** Start **

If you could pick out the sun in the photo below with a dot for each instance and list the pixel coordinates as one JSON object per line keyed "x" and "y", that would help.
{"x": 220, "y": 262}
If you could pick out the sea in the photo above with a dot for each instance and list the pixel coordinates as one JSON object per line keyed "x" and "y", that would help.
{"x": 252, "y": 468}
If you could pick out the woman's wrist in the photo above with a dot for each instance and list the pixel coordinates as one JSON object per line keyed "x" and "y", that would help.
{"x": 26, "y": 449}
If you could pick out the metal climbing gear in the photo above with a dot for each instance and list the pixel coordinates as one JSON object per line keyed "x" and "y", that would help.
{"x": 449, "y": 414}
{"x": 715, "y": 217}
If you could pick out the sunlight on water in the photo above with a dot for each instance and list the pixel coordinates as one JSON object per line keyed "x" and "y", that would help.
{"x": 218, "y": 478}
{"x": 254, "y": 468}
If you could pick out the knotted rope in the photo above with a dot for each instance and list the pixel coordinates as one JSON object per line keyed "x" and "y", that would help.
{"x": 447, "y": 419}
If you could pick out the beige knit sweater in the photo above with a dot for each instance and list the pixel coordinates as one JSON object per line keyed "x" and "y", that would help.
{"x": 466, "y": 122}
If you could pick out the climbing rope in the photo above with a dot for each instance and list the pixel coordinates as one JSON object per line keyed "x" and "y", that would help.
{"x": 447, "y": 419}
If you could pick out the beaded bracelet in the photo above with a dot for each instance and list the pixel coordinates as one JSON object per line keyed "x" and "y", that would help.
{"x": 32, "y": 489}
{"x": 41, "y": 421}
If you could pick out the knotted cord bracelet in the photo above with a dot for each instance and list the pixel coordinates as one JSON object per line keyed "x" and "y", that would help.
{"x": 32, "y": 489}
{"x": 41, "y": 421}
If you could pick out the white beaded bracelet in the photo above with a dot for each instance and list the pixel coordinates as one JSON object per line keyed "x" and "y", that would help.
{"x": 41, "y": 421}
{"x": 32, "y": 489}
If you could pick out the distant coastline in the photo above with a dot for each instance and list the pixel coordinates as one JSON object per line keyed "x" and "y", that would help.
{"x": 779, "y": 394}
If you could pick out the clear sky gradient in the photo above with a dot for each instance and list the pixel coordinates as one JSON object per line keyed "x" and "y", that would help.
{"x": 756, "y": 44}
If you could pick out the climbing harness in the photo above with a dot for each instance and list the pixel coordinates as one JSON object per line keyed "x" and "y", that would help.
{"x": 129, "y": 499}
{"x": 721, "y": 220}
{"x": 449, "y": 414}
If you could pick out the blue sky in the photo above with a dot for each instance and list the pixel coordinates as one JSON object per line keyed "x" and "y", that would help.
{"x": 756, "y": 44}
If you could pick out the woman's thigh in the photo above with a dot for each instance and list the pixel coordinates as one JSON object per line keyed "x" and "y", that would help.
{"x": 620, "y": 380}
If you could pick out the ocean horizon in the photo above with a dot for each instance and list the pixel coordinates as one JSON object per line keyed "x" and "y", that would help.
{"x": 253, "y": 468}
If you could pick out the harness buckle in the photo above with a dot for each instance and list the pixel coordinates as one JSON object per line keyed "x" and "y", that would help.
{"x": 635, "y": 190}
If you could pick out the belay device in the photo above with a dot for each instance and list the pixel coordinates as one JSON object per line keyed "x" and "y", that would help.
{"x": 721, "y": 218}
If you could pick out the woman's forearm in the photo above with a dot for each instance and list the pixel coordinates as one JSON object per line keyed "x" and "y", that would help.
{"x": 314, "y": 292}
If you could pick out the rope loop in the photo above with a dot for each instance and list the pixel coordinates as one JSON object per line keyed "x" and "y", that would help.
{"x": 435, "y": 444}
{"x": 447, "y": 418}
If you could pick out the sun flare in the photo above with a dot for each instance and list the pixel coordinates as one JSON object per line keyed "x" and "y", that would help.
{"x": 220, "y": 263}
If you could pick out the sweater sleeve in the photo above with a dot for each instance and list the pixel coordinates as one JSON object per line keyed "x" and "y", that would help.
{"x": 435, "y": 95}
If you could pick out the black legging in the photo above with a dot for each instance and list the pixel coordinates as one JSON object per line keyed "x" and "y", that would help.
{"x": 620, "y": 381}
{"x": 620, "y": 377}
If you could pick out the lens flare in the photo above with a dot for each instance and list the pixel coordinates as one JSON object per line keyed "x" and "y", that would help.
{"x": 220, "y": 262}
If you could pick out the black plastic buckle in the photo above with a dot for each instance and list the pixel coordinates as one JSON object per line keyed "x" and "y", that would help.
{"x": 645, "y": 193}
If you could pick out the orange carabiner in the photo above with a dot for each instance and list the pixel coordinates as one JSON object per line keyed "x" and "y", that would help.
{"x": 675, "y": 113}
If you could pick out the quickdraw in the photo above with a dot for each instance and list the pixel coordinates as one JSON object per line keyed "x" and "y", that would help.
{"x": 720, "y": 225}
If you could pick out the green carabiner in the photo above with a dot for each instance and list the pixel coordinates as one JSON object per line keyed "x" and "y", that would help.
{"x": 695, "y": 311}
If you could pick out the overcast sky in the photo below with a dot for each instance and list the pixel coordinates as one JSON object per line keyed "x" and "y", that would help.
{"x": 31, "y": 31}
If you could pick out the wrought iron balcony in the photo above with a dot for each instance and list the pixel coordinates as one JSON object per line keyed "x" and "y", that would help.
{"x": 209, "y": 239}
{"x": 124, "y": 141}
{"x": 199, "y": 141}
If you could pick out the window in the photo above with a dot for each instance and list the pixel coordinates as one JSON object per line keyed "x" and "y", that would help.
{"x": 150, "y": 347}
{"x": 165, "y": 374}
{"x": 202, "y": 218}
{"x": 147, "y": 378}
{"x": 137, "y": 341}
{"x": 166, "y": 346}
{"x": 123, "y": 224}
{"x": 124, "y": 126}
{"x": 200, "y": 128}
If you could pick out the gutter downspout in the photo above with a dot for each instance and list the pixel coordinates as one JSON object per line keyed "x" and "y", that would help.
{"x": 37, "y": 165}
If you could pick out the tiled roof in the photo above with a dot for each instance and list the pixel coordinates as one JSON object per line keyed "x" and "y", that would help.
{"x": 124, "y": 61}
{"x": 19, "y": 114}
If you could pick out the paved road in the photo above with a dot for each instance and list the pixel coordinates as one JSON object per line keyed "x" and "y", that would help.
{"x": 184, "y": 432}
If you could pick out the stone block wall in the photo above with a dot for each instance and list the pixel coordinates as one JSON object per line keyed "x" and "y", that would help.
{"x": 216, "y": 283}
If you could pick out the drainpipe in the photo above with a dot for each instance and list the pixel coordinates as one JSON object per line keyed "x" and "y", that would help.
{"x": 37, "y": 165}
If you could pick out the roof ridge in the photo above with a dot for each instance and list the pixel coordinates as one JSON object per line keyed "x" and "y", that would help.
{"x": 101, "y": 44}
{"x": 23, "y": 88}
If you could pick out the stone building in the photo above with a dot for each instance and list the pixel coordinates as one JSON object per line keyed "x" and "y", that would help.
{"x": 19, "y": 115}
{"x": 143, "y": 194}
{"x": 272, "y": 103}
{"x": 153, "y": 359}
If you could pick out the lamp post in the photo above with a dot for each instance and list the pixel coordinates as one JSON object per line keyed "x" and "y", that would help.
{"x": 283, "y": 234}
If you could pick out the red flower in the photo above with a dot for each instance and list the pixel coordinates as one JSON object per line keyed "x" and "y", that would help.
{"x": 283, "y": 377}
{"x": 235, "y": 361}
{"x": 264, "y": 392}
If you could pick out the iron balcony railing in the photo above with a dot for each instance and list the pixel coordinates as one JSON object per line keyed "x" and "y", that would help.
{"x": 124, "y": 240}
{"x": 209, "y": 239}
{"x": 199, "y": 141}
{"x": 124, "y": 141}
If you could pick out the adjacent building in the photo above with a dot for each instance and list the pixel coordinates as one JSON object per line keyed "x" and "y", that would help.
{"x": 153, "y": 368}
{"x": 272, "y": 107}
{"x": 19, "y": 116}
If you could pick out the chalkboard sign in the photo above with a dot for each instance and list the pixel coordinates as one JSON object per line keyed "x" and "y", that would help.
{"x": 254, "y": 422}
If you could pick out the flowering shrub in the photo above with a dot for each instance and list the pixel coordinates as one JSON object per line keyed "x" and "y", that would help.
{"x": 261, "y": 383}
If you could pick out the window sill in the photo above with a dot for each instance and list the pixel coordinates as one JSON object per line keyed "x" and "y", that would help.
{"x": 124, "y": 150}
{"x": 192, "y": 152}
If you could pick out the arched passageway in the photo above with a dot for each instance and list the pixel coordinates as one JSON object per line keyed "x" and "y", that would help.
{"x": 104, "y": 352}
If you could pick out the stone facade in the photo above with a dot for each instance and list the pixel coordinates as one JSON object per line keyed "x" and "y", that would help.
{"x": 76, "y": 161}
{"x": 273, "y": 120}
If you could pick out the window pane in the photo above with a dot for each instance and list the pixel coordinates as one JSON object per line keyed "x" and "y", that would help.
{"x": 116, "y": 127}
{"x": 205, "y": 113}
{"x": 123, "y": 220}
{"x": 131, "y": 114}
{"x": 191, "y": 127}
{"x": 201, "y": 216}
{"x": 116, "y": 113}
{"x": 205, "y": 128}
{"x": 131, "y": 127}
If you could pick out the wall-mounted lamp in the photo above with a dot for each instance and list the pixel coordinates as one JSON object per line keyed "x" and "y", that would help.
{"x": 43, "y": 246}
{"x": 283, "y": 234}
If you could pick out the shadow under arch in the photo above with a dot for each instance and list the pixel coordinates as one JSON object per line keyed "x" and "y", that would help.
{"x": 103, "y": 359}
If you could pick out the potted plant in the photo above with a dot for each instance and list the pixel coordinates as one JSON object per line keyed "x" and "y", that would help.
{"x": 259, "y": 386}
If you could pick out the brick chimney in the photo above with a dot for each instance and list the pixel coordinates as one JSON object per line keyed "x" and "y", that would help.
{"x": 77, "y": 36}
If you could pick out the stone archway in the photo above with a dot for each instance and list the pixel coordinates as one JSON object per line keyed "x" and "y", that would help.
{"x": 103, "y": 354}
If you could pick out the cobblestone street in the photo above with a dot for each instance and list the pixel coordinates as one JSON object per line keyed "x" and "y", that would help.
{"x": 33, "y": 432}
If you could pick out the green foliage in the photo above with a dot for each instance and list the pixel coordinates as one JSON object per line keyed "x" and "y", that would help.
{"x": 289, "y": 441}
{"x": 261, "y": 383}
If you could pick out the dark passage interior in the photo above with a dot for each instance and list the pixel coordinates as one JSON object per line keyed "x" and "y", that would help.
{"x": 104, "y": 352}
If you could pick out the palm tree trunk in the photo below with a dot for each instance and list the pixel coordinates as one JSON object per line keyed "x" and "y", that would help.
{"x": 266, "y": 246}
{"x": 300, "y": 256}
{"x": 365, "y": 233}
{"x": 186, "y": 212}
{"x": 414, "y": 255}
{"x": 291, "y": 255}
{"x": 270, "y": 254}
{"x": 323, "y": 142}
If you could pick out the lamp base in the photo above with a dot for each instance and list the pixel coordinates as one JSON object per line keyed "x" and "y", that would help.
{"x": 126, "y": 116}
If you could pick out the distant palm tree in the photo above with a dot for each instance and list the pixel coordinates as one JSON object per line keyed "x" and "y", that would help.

** End **

Work to do => Please reproduce word for word the rows from the line that contains "If you could pick out the cobblestone" through the last row above, including both ends.

Correct output =>
If you could pick out the cobblestone street in the photo above with a dot for each instance and list the pixel coordinates as one JSON object per line keyed "x" and "y", that would help.
{"x": 33, "y": 432}
If you could pick out the green foliage in the photo above with a dot for each instance and list the pixel coordinates as one JSON object per line keyed "x" and "y", that would help.
{"x": 289, "y": 441}
{"x": 261, "y": 383}
If you could pick out the dark passage interior in the photo above with a dot for each instance and list the pixel coordinates as one JSON object per line keyed "x" and "y", that would help.
{"x": 104, "y": 352}
If you could pick out the palm tree trunk in the photo below with a dot for each instance and list the pixel coordinates as one JSON object per line keyed "x" and "y", that would help.
{"x": 266, "y": 246}
{"x": 300, "y": 256}
{"x": 365, "y": 233}
{"x": 186, "y": 212}
{"x": 414, "y": 255}
{"x": 291, "y": 255}
{"x": 270, "y": 254}
{"x": 323, "y": 142}
If you could pick out the lamp base in the photo above with a dot for each instance and list the pixel coordinates as one JSON object per line keyed "x" and "y", that would help.
{"x": 126, "y": 116}
If you could pick out the distant palm tree in the photo above with a dot for each instance and list the pixel coordinates as one JSON object per line keyed "x" and "y", that would help.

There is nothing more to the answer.